▶ DIRECTIVE: Please list each line of the data below that contains the word "wooden", copying every such line in full.

─── DATASET RECORDS ───

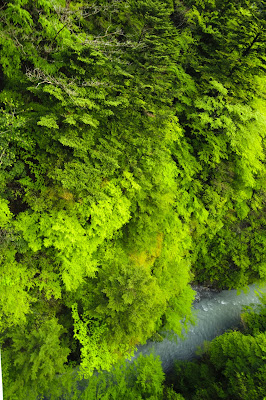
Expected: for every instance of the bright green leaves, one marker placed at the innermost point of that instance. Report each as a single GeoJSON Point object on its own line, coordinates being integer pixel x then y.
{"type": "Point", "coordinates": [48, 121]}
{"type": "Point", "coordinates": [37, 355]}
{"type": "Point", "coordinates": [67, 237]}
{"type": "Point", "coordinates": [15, 283]}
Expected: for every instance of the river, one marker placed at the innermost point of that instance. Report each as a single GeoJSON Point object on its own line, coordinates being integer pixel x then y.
{"type": "Point", "coordinates": [215, 313]}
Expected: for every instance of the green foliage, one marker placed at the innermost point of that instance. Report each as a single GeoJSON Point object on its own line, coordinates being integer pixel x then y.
{"type": "Point", "coordinates": [34, 358]}
{"type": "Point", "coordinates": [132, 161]}
{"type": "Point", "coordinates": [232, 367]}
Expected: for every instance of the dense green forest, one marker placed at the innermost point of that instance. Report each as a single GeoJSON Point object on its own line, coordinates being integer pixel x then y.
{"type": "Point", "coordinates": [132, 154]}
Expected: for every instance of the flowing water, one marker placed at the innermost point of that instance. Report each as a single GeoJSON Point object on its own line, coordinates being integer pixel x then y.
{"type": "Point", "coordinates": [215, 313]}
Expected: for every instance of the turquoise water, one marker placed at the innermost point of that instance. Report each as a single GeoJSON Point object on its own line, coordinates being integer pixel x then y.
{"type": "Point", "coordinates": [215, 313]}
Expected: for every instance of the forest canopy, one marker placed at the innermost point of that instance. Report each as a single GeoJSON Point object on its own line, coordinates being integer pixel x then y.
{"type": "Point", "coordinates": [132, 154]}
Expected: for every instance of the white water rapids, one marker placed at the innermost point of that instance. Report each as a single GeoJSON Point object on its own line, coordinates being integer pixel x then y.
{"type": "Point", "coordinates": [215, 313]}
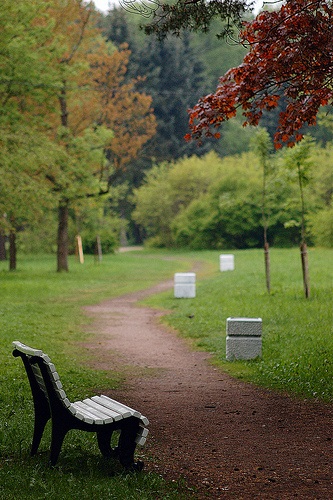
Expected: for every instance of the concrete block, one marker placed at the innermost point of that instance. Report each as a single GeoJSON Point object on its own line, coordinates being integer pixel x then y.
{"type": "Point", "coordinates": [227, 262]}
{"type": "Point", "coordinates": [244, 338]}
{"type": "Point", "coordinates": [184, 285]}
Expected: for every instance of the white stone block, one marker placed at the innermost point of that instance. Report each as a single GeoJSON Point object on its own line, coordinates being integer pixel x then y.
{"type": "Point", "coordinates": [227, 262]}
{"type": "Point", "coordinates": [184, 285]}
{"type": "Point", "coordinates": [244, 338]}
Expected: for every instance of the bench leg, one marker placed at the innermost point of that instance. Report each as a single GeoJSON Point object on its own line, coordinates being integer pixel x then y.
{"type": "Point", "coordinates": [127, 445]}
{"type": "Point", "coordinates": [41, 419]}
{"type": "Point", "coordinates": [104, 443]}
{"type": "Point", "coordinates": [58, 436]}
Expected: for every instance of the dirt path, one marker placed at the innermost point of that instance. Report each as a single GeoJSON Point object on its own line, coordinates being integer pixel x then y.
{"type": "Point", "coordinates": [227, 438]}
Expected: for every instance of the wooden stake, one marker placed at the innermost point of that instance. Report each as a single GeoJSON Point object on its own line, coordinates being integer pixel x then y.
{"type": "Point", "coordinates": [79, 248]}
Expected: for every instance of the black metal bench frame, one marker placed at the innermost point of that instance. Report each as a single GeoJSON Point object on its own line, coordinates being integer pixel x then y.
{"type": "Point", "coordinates": [99, 414]}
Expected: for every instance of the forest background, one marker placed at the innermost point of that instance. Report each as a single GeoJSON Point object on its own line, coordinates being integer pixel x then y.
{"type": "Point", "coordinates": [93, 120]}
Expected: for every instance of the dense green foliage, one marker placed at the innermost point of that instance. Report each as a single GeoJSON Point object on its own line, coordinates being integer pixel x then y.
{"type": "Point", "coordinates": [213, 202]}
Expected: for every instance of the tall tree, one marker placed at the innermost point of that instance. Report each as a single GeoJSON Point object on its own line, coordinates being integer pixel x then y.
{"type": "Point", "coordinates": [171, 72]}
{"type": "Point", "coordinates": [262, 148]}
{"type": "Point", "coordinates": [299, 157]}
{"type": "Point", "coordinates": [25, 149]}
{"type": "Point", "coordinates": [92, 98]}
{"type": "Point", "coordinates": [291, 55]}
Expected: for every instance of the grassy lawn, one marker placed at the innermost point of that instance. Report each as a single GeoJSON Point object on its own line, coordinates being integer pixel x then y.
{"type": "Point", "coordinates": [43, 308]}
{"type": "Point", "coordinates": [297, 332]}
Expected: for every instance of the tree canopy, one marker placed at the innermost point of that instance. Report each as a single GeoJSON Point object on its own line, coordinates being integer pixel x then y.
{"type": "Point", "coordinates": [290, 62]}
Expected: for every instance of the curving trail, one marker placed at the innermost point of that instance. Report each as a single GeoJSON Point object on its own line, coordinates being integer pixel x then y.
{"type": "Point", "coordinates": [228, 439]}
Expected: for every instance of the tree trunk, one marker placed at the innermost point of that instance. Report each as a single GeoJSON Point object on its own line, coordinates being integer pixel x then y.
{"type": "Point", "coordinates": [62, 250]}
{"type": "Point", "coordinates": [3, 255]}
{"type": "Point", "coordinates": [305, 269]}
{"type": "Point", "coordinates": [267, 268]}
{"type": "Point", "coordinates": [12, 251]}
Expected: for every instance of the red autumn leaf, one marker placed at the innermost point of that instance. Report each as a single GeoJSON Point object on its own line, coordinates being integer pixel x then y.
{"type": "Point", "coordinates": [291, 55]}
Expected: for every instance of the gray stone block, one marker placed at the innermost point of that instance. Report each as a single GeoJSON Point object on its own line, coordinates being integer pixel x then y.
{"type": "Point", "coordinates": [244, 338]}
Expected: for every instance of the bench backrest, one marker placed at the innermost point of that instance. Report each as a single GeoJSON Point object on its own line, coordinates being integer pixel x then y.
{"type": "Point", "coordinates": [41, 372]}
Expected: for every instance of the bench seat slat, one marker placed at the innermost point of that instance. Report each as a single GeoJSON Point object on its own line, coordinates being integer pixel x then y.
{"type": "Point", "coordinates": [103, 409]}
{"type": "Point", "coordinates": [140, 440]}
{"type": "Point", "coordinates": [88, 413]}
{"type": "Point", "coordinates": [99, 417]}
{"type": "Point", "coordinates": [109, 403]}
{"type": "Point", "coordinates": [121, 406]}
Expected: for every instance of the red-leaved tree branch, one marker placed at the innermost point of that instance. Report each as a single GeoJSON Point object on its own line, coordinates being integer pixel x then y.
{"type": "Point", "coordinates": [290, 61]}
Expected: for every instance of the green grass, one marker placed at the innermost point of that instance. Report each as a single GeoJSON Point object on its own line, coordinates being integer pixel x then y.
{"type": "Point", "coordinates": [43, 308]}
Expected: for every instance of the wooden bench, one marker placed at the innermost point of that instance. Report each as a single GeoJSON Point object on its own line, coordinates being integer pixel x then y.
{"type": "Point", "coordinates": [99, 414]}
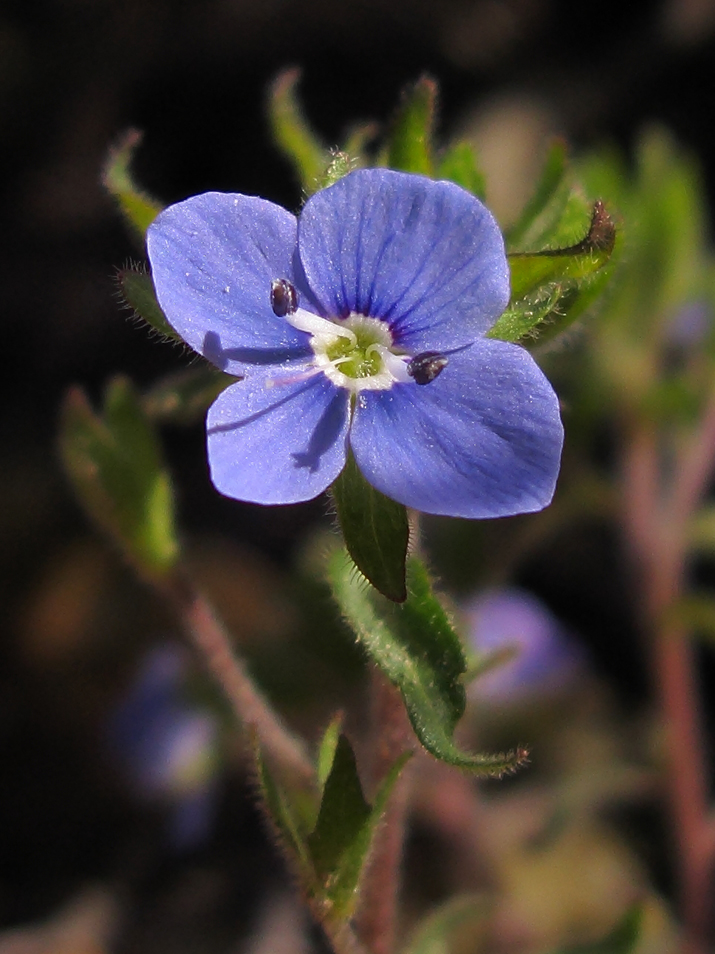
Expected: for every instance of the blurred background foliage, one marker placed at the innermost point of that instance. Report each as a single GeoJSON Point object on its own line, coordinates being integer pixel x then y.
{"type": "Point", "coordinates": [98, 855]}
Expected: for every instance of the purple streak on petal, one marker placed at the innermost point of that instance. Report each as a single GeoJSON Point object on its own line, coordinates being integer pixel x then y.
{"type": "Point", "coordinates": [213, 258]}
{"type": "Point", "coordinates": [547, 659]}
{"type": "Point", "coordinates": [277, 445]}
{"type": "Point", "coordinates": [481, 440]}
{"type": "Point", "coordinates": [426, 256]}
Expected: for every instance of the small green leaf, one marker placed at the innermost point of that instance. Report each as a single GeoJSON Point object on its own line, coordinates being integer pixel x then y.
{"type": "Point", "coordinates": [416, 647]}
{"type": "Point", "coordinates": [529, 270]}
{"type": "Point", "coordinates": [459, 165]}
{"type": "Point", "coordinates": [410, 140]}
{"type": "Point", "coordinates": [343, 812]}
{"type": "Point", "coordinates": [115, 465]}
{"type": "Point", "coordinates": [622, 940]}
{"type": "Point", "coordinates": [340, 164]}
{"type": "Point", "coordinates": [137, 289]}
{"type": "Point", "coordinates": [375, 529]}
{"type": "Point", "coordinates": [340, 843]}
{"type": "Point", "coordinates": [137, 206]}
{"type": "Point", "coordinates": [185, 396]}
{"type": "Point", "coordinates": [546, 205]}
{"type": "Point", "coordinates": [526, 314]}
{"type": "Point", "coordinates": [292, 133]}
{"type": "Point", "coordinates": [286, 823]}
{"type": "Point", "coordinates": [328, 745]}
{"type": "Point", "coordinates": [432, 935]}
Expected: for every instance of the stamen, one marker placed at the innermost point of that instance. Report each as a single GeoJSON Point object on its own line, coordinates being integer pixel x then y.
{"type": "Point", "coordinates": [425, 367]}
{"type": "Point", "coordinates": [292, 378]}
{"type": "Point", "coordinates": [284, 297]}
{"type": "Point", "coordinates": [395, 364]}
{"type": "Point", "coordinates": [319, 327]}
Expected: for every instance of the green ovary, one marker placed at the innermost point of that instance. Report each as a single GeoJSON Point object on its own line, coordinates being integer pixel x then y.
{"type": "Point", "coordinates": [360, 363]}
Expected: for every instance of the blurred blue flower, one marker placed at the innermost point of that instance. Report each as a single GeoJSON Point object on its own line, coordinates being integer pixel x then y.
{"type": "Point", "coordinates": [166, 747]}
{"type": "Point", "coordinates": [360, 325]}
{"type": "Point", "coordinates": [545, 658]}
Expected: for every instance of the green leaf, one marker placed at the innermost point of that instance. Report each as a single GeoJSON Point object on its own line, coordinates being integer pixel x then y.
{"type": "Point", "coordinates": [546, 205]}
{"type": "Point", "coordinates": [459, 165]}
{"type": "Point", "coordinates": [293, 135]}
{"type": "Point", "coordinates": [137, 206]}
{"type": "Point", "coordinates": [375, 529]}
{"type": "Point", "coordinates": [529, 312]}
{"type": "Point", "coordinates": [432, 935]}
{"type": "Point", "coordinates": [341, 840]}
{"type": "Point", "coordinates": [410, 141]}
{"type": "Point", "coordinates": [328, 745]}
{"type": "Point", "coordinates": [622, 940]}
{"type": "Point", "coordinates": [551, 289]}
{"type": "Point", "coordinates": [115, 466]}
{"type": "Point", "coordinates": [137, 289]}
{"type": "Point", "coordinates": [185, 396]}
{"type": "Point", "coordinates": [286, 822]}
{"type": "Point", "coordinates": [530, 270]}
{"type": "Point", "coordinates": [416, 647]}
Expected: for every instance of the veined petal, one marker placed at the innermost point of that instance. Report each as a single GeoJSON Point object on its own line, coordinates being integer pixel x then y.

───

▶ ANSWER FOR THIS EXERCISE:
Expected: for every instance of the wooden stake, one marker placed at the innermost point of that instance. Report each as a single GeoJSON Point object on its own line, coordinates being integer pixel x then y.
Expected: for every instance of the wooden bench, one marker placed at the innermost point of that instance. Report each as a single GeoJSON Point object on its own line, coordinates being integer pixel x then y.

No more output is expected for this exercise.